::: Supplied data :::

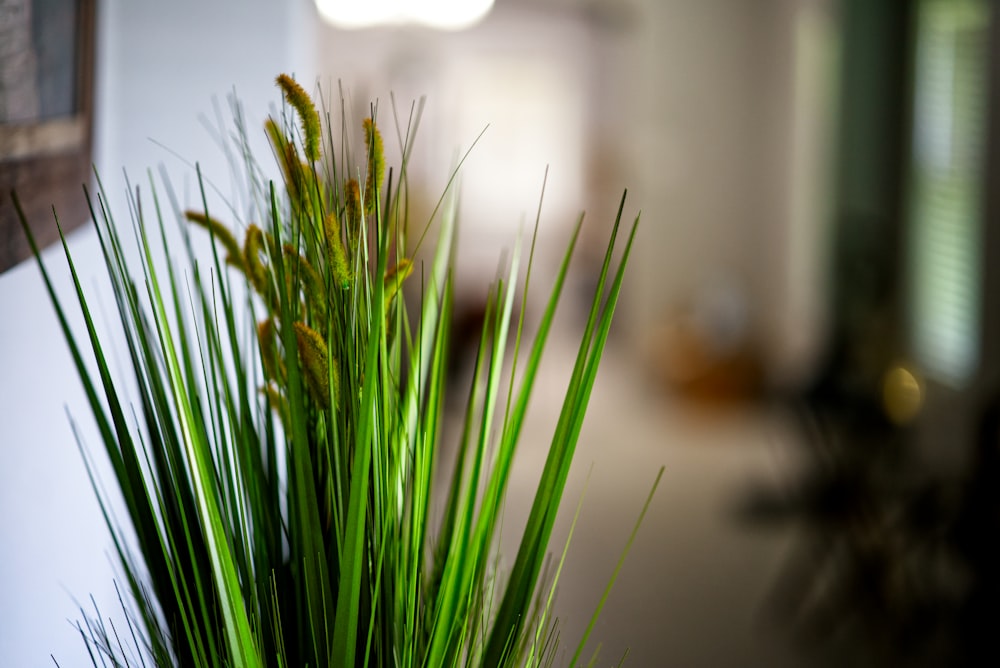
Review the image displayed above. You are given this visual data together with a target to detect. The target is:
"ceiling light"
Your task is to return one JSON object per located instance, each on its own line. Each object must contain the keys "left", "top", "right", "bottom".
{"left": 315, "top": 0, "right": 495, "bottom": 31}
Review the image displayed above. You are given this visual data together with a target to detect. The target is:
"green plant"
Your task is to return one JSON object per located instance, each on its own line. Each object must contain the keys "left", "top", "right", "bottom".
{"left": 17, "top": 74, "right": 660, "bottom": 667}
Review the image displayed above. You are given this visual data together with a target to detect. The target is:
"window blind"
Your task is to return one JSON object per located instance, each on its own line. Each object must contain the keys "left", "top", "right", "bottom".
{"left": 909, "top": 0, "right": 989, "bottom": 387}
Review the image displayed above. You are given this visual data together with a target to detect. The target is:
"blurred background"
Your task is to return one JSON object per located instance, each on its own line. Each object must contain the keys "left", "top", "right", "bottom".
{"left": 2, "top": 0, "right": 999, "bottom": 665}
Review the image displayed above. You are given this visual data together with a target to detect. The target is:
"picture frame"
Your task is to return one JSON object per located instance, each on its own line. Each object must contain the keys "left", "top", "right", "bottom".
{"left": 0, "top": 0, "right": 96, "bottom": 273}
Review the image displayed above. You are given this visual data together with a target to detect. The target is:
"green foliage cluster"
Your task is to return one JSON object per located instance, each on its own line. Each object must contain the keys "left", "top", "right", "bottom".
{"left": 17, "top": 74, "right": 659, "bottom": 667}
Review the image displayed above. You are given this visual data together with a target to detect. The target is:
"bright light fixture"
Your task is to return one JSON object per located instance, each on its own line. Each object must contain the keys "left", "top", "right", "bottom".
{"left": 315, "top": 0, "right": 495, "bottom": 31}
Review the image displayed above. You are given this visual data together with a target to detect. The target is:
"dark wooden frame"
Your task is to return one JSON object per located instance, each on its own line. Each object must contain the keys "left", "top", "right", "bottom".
{"left": 0, "top": 0, "right": 96, "bottom": 272}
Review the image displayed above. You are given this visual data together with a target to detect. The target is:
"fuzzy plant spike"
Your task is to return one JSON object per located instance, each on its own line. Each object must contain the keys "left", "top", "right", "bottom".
{"left": 384, "top": 258, "right": 413, "bottom": 316}
{"left": 242, "top": 223, "right": 273, "bottom": 304}
{"left": 363, "top": 117, "right": 385, "bottom": 215}
{"left": 344, "top": 177, "right": 362, "bottom": 251}
{"left": 294, "top": 320, "right": 335, "bottom": 406}
{"left": 256, "top": 317, "right": 283, "bottom": 384}
{"left": 265, "top": 116, "right": 302, "bottom": 205}
{"left": 276, "top": 73, "right": 322, "bottom": 162}
{"left": 323, "top": 211, "right": 352, "bottom": 290}
{"left": 282, "top": 244, "right": 328, "bottom": 325}
{"left": 184, "top": 210, "right": 246, "bottom": 272}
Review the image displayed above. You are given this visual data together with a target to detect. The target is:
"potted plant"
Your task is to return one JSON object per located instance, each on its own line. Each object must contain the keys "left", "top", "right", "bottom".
{"left": 17, "top": 74, "right": 660, "bottom": 667}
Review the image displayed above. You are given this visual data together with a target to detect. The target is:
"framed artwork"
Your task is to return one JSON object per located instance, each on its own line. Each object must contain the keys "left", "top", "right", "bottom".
{"left": 0, "top": 0, "right": 95, "bottom": 272}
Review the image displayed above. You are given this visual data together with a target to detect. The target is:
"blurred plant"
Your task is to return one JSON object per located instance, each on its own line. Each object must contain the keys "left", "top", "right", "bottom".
{"left": 16, "top": 74, "right": 661, "bottom": 667}
{"left": 738, "top": 364, "right": 1000, "bottom": 668}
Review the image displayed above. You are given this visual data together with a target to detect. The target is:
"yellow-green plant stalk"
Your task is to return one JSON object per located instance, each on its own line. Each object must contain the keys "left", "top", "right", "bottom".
{"left": 243, "top": 223, "right": 274, "bottom": 306}
{"left": 323, "top": 211, "right": 352, "bottom": 289}
{"left": 293, "top": 320, "right": 335, "bottom": 406}
{"left": 256, "top": 317, "right": 283, "bottom": 384}
{"left": 261, "top": 381, "right": 287, "bottom": 425}
{"left": 276, "top": 73, "right": 321, "bottom": 162}
{"left": 384, "top": 258, "right": 413, "bottom": 315}
{"left": 283, "top": 244, "right": 327, "bottom": 326}
{"left": 344, "top": 177, "right": 362, "bottom": 251}
{"left": 185, "top": 210, "right": 246, "bottom": 272}
{"left": 363, "top": 117, "right": 384, "bottom": 215}
{"left": 265, "top": 115, "right": 323, "bottom": 217}
{"left": 264, "top": 116, "right": 288, "bottom": 158}
{"left": 265, "top": 117, "right": 298, "bottom": 198}
{"left": 282, "top": 142, "right": 306, "bottom": 206}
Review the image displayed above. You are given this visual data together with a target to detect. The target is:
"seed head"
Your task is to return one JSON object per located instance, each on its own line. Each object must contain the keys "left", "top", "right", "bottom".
{"left": 276, "top": 74, "right": 321, "bottom": 162}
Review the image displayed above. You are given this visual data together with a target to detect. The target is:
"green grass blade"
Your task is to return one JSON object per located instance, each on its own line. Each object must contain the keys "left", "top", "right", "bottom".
{"left": 568, "top": 466, "right": 663, "bottom": 667}
{"left": 484, "top": 195, "right": 638, "bottom": 665}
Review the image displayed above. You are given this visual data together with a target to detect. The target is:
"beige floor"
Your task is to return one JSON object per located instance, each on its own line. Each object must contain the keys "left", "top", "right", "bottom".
{"left": 443, "top": 309, "right": 806, "bottom": 667}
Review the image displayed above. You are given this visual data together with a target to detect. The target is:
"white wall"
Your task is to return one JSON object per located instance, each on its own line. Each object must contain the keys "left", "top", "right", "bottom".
{"left": 756, "top": 0, "right": 838, "bottom": 387}
{"left": 0, "top": 1, "right": 304, "bottom": 664}
{"left": 624, "top": 0, "right": 835, "bottom": 387}
{"left": 624, "top": 0, "right": 761, "bottom": 335}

:::

--- Task to carry out ---
The answer to this exercise is one number: how many lines of the records above contain the string "light".

--- Exercise answer ---
2